[START OF ENTRIES PROVIDED]

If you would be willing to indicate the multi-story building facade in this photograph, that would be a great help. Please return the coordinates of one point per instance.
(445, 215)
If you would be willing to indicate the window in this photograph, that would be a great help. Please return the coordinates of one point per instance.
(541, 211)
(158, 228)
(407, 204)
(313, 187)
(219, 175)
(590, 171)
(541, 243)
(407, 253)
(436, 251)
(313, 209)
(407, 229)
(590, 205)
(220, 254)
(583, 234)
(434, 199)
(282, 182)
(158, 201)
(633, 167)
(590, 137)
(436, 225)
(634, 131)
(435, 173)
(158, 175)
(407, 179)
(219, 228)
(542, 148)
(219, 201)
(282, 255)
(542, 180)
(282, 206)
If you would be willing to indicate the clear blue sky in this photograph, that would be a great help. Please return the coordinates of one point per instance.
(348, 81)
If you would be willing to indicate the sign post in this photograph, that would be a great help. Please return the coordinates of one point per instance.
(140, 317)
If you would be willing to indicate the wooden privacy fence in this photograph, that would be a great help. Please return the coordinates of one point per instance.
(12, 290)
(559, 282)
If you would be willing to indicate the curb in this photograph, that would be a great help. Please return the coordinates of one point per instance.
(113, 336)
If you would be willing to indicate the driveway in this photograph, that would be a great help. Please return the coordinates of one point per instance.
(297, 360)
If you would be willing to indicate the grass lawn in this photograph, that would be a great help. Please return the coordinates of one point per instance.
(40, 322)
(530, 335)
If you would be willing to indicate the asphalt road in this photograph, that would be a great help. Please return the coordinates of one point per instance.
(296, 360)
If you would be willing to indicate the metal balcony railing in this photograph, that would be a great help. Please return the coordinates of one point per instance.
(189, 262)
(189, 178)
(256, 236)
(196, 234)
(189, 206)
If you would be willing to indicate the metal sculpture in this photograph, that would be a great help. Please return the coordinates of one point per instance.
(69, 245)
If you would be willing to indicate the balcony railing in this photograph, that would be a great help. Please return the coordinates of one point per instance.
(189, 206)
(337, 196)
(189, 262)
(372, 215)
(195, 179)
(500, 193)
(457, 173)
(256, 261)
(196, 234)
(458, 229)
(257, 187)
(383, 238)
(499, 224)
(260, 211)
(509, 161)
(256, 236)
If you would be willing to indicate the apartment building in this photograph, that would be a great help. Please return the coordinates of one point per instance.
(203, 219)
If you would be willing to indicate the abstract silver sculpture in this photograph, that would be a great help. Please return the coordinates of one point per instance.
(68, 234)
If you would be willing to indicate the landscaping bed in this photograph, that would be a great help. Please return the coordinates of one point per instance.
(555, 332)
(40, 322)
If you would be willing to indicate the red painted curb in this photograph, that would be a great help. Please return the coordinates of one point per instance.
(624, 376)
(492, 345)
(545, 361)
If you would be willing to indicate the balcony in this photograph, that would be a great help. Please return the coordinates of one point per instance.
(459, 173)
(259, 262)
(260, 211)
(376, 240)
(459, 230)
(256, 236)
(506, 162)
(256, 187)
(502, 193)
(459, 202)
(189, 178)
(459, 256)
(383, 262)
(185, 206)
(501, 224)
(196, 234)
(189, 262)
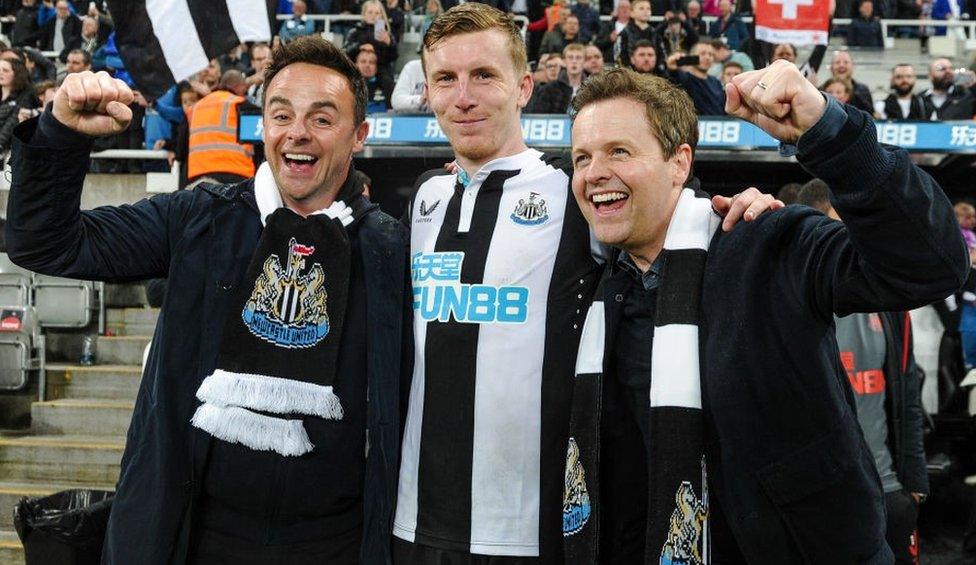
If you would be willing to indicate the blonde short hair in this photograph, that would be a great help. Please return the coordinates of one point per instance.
(474, 17)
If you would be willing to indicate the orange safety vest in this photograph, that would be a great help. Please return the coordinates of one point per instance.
(213, 138)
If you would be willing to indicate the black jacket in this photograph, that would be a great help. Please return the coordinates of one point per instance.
(69, 31)
(787, 462)
(960, 104)
(903, 403)
(553, 98)
(916, 108)
(202, 241)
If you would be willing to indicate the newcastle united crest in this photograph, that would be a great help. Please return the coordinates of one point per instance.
(288, 305)
(576, 499)
(531, 213)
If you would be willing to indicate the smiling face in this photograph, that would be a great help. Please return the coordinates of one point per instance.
(477, 94)
(310, 134)
(623, 183)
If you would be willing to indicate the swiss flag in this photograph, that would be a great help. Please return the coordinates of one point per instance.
(801, 22)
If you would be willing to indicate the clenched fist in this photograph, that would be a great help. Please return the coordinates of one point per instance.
(93, 103)
(778, 99)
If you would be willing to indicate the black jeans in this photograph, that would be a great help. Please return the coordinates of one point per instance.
(902, 526)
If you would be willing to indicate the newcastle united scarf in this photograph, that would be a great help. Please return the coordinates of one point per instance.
(279, 350)
(677, 520)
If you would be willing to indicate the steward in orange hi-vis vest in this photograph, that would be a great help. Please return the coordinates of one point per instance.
(213, 138)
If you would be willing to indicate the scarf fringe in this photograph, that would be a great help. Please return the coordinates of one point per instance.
(257, 431)
(270, 394)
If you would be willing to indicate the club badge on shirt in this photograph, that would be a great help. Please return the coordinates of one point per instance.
(532, 212)
(288, 306)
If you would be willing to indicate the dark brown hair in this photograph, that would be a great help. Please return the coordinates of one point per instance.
(668, 109)
(316, 51)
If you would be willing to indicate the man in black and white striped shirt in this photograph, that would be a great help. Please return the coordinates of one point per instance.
(502, 274)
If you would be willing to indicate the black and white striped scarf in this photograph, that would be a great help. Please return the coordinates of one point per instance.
(677, 525)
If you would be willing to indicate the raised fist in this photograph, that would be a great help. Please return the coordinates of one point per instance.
(93, 103)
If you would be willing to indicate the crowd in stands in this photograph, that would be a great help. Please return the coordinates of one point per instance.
(567, 41)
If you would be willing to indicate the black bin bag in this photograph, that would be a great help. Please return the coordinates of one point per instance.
(66, 528)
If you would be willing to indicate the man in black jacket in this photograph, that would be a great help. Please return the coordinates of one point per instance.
(715, 352)
(876, 353)
(902, 103)
(211, 470)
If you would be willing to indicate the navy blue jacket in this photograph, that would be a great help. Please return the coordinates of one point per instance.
(788, 464)
(202, 241)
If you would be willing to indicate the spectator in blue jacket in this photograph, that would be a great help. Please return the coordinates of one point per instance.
(729, 26)
(298, 25)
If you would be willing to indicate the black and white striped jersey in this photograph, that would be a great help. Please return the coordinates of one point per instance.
(502, 275)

[END OF ENTRIES PROVIDED]

> **GIVEN TASK**: Rewrite every one of the entries, changing "a great help" to "much appreciated" and leaving everything else as it is, and don't include the images.

> **TASK OUTPUT**:
If you would be willing to indicate the multi-story building facade in this photograph, that would be much appreciated. Please return the coordinates of one point per instance.
(445, 215)
If you would be willing to indicate the window in this photograph, that would be much appreciated. Please return the coordinates of one point per instance.
(541, 211)
(158, 228)
(407, 204)
(313, 187)
(219, 175)
(590, 171)
(541, 243)
(407, 253)
(436, 251)
(313, 209)
(407, 229)
(590, 205)
(220, 254)
(583, 234)
(434, 199)
(282, 182)
(158, 201)
(633, 167)
(590, 137)
(436, 225)
(634, 131)
(435, 173)
(158, 175)
(407, 179)
(219, 228)
(542, 148)
(219, 201)
(282, 255)
(542, 180)
(282, 206)
If you would be willing to indicate the clear blue sky in this photograph, that would be much appreciated. Please return the coordinates of one point per instance.
(348, 81)
If you would be willing to indicate the sign post in this photograph, that would be much appreciated. Please return the coordinates of one point per instance.
(140, 317)
If you would be willing to indicate the wooden privacy fence in this photograph, that would be much appreciated. Please return the coordinates of one point per instance.
(12, 290)
(559, 282)
If you would be willing to indicate the curb in this photograph, that would be much appreciated. Please return the coordinates of one point per instance.
(113, 336)
If you would be willing to indicate the driveway in this photograph, that would be much appreciated. Please return the coordinates of one point per instance.
(297, 360)
If you would be willing to indicate the grass lawn in this photograph, that would be much appreciated. Please return the coordinates of one point per instance.
(40, 322)
(530, 335)
If you would be willing to indicate the asphalt road in this photograph, that would be much appreciated. Please return the coordinates of one point per instance.
(296, 360)
If you would be willing to indicate the metal balcony railing in this photograph, that would be much appreciated. Please return the coordinates of one point per instance.
(189, 262)
(189, 178)
(256, 236)
(196, 234)
(189, 206)
If you would be willing to indicate the metal sculpture in this photograph, that would be much appreciated. Please return the coordinates of one point per instance.
(69, 245)
If you would be willing to indicate the balcony railing in this photograph, that would be much appreciated. Please return the coordinates of one point per instance.
(189, 206)
(337, 196)
(189, 262)
(372, 215)
(195, 179)
(500, 193)
(457, 173)
(256, 261)
(196, 234)
(458, 229)
(257, 187)
(383, 238)
(499, 224)
(260, 211)
(509, 161)
(256, 236)
If you would be willing to indicate the apartment building in this photograph, that would be much appreciated. Please return the coordinates of one point per instance.
(203, 219)
If you would be willing to indicate the abstract silver sculpture in this photograph, that would be much appreciated. Please return the coordinates of one point per instance.
(68, 234)
If you would be willing to indicate the landscaping bed in this photograph, that would be much appreciated. Please return the coordinates of one point per instance.
(555, 332)
(40, 322)
If you would be willing to indicate the red painted curb in this photograph, that would be much appreciated. Please return the coordinates of one point per instance.
(624, 376)
(492, 345)
(545, 361)
If you would be willing to indicate the balcony in this photograph, that would be much appreciated. Please return the coordinates of one point per instance.
(459, 173)
(259, 262)
(260, 211)
(376, 240)
(459, 230)
(256, 236)
(506, 162)
(256, 187)
(502, 193)
(459, 202)
(189, 178)
(459, 256)
(383, 262)
(185, 206)
(501, 224)
(196, 234)
(189, 262)
If you would be willing to indicate the blonde short hair in this photograph, that would be much appreciated. Please return the coordinates of one point per instance.
(474, 17)
If you would be willing to indicate the orange safety vest in this photograph, that would be much appreciated. Please return the coordinates of one point per instance.
(213, 138)
If you would be willing to indicate the black jacket in this photograph, that would be much appreciated. Please return the coordinates of one point per instance.
(69, 31)
(787, 462)
(960, 104)
(903, 403)
(553, 98)
(916, 108)
(202, 241)
If you would be willing to indicate the newcastle united crest in this photograph, that would be much appreciated. Please return the coordinates of one point per instance.
(288, 305)
(576, 499)
(531, 213)
If you would be willing to indicate the smiling face in this photograph, that would be much appreciated. Please return the coordinates of one point per instance.
(477, 94)
(310, 134)
(623, 183)
If you would be willing to indicate the swiss flag in this photograph, that would be much appreciated. Please return the coordinates of one point per instance.
(801, 22)
If you would be willing to indicate the clenched fist in this photograph, that would be much appreciated. Please return the coordinates of one point per instance.
(93, 103)
(778, 99)
If you would be willing to indicate the black jeans in this photograph, that would be much appreciated. Please return the coordinates of one point per instance.
(902, 526)
If you would be willing to indicate the newcastle united scarf in this photograph, that would be much appreciated. Please return the coordinates of one point per instance.
(279, 350)
(677, 520)
If you would be willing to indicate the steward in orange hi-vis vest in this photograph, that would be much appreciated. Please return the coordinates of one point per instance.
(213, 138)
If you would be willing to indicate the scarf fringe in this photograph, that would be much appreciated. Please return the coordinates of one point per instance.
(257, 431)
(270, 394)
If you would be willing to indicate the club badge on shirt in this photograph, that would be much appreciated. Please return the coordinates of one point per instance.
(532, 212)
(288, 306)
If you would be willing to indicate the dark brown hair in this photograph, that would be much appreciated. Please return the coordinates of one point per instance.
(668, 109)
(316, 51)
If you would be willing to indicate the man in black and white striped shirt in this photograph, that would be much appreciated. Please return the coordinates of one point per instance.
(502, 274)
If you would be willing to indicate the black and white striped scarf in this photograph, that would be much appreciated. Please return the coordinates of one point per instance.
(677, 525)
If you would be willing to indicate the raised fist in this photograph, that would be much appreciated. Please return the coordinates of one point per instance.
(93, 103)
If you would be willing to indicate the crowd in stands in this photograph, that would be much appreciated. Please return the coordinates of one point per instance.
(567, 41)
If you would be willing to indicate the black bin bag in this photograph, that would be much appreciated. Please return the coordinates of one point per instance.
(66, 528)
If you would be willing to indicate the man in black jacket in this photograph, that would be much appreciated. Please return the coordinates of one point per instance.
(715, 352)
(876, 353)
(902, 103)
(211, 470)
If you would be willing to indicate the navy blue jacket in this photograph, that would be much appreciated. Please return the coordinates of one point per instance.
(788, 464)
(202, 241)
If you would be willing to indicate the spectator in blue jacket in this photograph, that would be much appreciated. Please return the coordinates of one point per instance.
(729, 26)
(298, 25)
If you would be willing to indicate the black and white striped jersey in this photograph, that would be much appreciated. Please return the coordinates of one point per instance.
(502, 275)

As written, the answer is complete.